● **Problem description**
Write every line of the material out exactly as shown.

[Source data]
————————

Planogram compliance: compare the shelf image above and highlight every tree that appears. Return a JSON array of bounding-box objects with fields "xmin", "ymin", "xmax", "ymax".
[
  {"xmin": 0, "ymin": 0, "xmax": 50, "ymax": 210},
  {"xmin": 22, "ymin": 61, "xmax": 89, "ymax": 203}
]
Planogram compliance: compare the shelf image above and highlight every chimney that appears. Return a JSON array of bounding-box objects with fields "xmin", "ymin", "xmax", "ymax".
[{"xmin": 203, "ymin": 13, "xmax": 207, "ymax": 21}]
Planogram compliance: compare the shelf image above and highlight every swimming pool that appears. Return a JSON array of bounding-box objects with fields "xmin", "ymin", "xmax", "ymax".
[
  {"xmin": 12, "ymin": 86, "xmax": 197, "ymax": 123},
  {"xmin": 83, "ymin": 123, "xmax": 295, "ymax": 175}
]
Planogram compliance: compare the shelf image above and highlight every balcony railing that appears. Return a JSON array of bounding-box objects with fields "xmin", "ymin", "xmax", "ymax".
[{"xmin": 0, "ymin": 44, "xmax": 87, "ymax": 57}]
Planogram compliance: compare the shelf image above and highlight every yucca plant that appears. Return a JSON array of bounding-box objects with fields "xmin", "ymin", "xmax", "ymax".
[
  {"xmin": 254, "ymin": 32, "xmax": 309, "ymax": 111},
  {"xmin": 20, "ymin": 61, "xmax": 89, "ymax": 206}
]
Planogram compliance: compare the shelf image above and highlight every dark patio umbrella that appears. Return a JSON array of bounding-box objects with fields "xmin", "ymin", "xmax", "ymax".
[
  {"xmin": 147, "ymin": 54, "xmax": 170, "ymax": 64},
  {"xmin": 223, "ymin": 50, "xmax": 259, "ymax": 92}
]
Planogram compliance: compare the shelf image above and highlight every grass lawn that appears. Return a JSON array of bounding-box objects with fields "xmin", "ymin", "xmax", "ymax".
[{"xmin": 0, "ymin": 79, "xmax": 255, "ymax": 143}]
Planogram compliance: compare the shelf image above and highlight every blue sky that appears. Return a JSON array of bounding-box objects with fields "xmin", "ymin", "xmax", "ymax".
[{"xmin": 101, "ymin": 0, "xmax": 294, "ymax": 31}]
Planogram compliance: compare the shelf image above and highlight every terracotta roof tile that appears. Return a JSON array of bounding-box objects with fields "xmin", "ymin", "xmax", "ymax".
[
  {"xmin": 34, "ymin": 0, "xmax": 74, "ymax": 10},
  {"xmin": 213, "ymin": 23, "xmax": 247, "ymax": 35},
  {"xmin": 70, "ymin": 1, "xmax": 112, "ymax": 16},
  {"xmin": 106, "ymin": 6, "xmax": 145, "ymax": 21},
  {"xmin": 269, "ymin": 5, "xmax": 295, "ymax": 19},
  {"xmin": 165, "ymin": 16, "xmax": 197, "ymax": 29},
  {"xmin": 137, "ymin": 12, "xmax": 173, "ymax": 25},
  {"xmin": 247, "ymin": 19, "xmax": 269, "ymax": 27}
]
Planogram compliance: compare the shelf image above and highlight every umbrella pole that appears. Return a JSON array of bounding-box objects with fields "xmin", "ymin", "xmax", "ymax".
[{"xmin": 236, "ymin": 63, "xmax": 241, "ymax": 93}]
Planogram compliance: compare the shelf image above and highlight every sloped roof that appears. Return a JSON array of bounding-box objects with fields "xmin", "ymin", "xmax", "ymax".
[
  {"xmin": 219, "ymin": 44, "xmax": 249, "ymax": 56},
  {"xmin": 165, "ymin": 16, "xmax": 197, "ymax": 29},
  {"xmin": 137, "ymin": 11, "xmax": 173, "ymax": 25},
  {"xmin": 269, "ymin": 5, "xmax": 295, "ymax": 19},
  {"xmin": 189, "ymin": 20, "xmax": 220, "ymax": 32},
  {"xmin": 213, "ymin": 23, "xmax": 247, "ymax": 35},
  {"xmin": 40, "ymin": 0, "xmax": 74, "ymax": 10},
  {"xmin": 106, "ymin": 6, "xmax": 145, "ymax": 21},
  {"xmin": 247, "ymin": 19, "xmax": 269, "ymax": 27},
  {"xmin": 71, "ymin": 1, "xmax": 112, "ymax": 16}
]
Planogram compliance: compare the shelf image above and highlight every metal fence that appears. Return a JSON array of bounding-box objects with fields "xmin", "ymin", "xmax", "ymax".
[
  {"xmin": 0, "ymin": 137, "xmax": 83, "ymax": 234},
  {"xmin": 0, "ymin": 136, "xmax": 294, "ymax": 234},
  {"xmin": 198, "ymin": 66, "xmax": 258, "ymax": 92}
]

————————

● **Exercise response**
Planogram compliance: compare the shelf image above and highlight every tree that appears. Return a JSON array of bounding-box objects with fields "xmin", "ymin", "xmax", "ymax".
[
  {"xmin": 0, "ymin": 0, "xmax": 50, "ymax": 210},
  {"xmin": 22, "ymin": 61, "xmax": 89, "ymax": 203}
]
Planogram compliance: compare the shelf image above and highlight every chimney that appears. Return a JSON array of bounding-box objects with fields "xmin", "ymin", "xmax", "ymax".
[{"xmin": 203, "ymin": 13, "xmax": 207, "ymax": 21}]
Planogram compliance: compare the shelf image above and highlight every swimming pool that appears. Return a JSON array of bounding-box objects with fields "xmin", "ymin", "xmax", "ymax".
[
  {"xmin": 12, "ymin": 86, "xmax": 197, "ymax": 123},
  {"xmin": 83, "ymin": 123, "xmax": 295, "ymax": 175}
]
Planogram compliance: compare the shelf image above and highlight every balcony railing that appears. Return a JSON array of bounding-box objects with fields "xmin", "ymin", "xmax", "ymax".
[{"xmin": 0, "ymin": 44, "xmax": 87, "ymax": 57}]
Planogram compliance: compare the shelf image above and highlight every yucca plant that appears. Return a JSON array of bounding-box objects with fields "xmin", "ymin", "xmax", "ymax".
[
  {"xmin": 254, "ymin": 32, "xmax": 309, "ymax": 111},
  {"xmin": 20, "ymin": 61, "xmax": 89, "ymax": 206}
]
Planogram compliance: compare the shelf image above and highlight every dark patio umbrella that appears. Return a JSON array of bounding-box objects with fields "xmin", "ymin", "xmax", "ymax".
[
  {"xmin": 147, "ymin": 54, "xmax": 170, "ymax": 64},
  {"xmin": 223, "ymin": 50, "xmax": 259, "ymax": 92}
]
Planogram compliance: compare the shelf image above and highlight every grass lawn that appears. Return a JSON array of bounding-box objects with fields "xmin", "ymin", "xmax", "ymax".
[{"xmin": 0, "ymin": 79, "xmax": 255, "ymax": 143}]
Planogram compliance: compare the shelf image above and highlight every blue sky that appears. Return a JSON array of bounding-box objects with fields "xmin", "ymin", "xmax", "ymax".
[{"xmin": 101, "ymin": 0, "xmax": 294, "ymax": 31}]
Planogram compliance: compare the shelf image above and highlight every terracotta roof tile that appears. Return a JSON array of bounding-box objects with fields "xmin", "ymin", "xmax", "ymax".
[
  {"xmin": 34, "ymin": 0, "xmax": 74, "ymax": 10},
  {"xmin": 213, "ymin": 23, "xmax": 247, "ymax": 35},
  {"xmin": 70, "ymin": 1, "xmax": 112, "ymax": 16},
  {"xmin": 106, "ymin": 6, "xmax": 145, "ymax": 21},
  {"xmin": 269, "ymin": 5, "xmax": 295, "ymax": 19},
  {"xmin": 165, "ymin": 16, "xmax": 197, "ymax": 29},
  {"xmin": 137, "ymin": 12, "xmax": 173, "ymax": 25},
  {"xmin": 247, "ymin": 19, "xmax": 269, "ymax": 27}
]
Planogram compliance: compare the shelf image above and highlight every umbrella pole that appears. Return a JSON array of bounding-box objects with fields "xmin", "ymin", "xmax", "ymax".
[{"xmin": 236, "ymin": 63, "xmax": 241, "ymax": 93}]
Planogram compliance: compare the shelf image above and highlight every sloped roof that appears. Return a JSON array of bounding-box objects with fields "xmin", "ymin", "xmax", "ymax".
[
  {"xmin": 219, "ymin": 44, "xmax": 249, "ymax": 56},
  {"xmin": 165, "ymin": 16, "xmax": 197, "ymax": 29},
  {"xmin": 137, "ymin": 11, "xmax": 173, "ymax": 25},
  {"xmin": 269, "ymin": 5, "xmax": 295, "ymax": 19},
  {"xmin": 189, "ymin": 20, "xmax": 220, "ymax": 32},
  {"xmin": 213, "ymin": 23, "xmax": 247, "ymax": 35},
  {"xmin": 40, "ymin": 0, "xmax": 74, "ymax": 10},
  {"xmin": 106, "ymin": 6, "xmax": 145, "ymax": 21},
  {"xmin": 247, "ymin": 19, "xmax": 269, "ymax": 27},
  {"xmin": 71, "ymin": 1, "xmax": 112, "ymax": 16}
]
Planogram compliance: compare the shelf image above and highlight every metal fence that appears. Return a JSON array of bounding-box objects with fields "xmin", "ymin", "xmax", "ymax".
[
  {"xmin": 0, "ymin": 137, "xmax": 83, "ymax": 234},
  {"xmin": 0, "ymin": 136, "xmax": 294, "ymax": 234},
  {"xmin": 198, "ymin": 66, "xmax": 258, "ymax": 92}
]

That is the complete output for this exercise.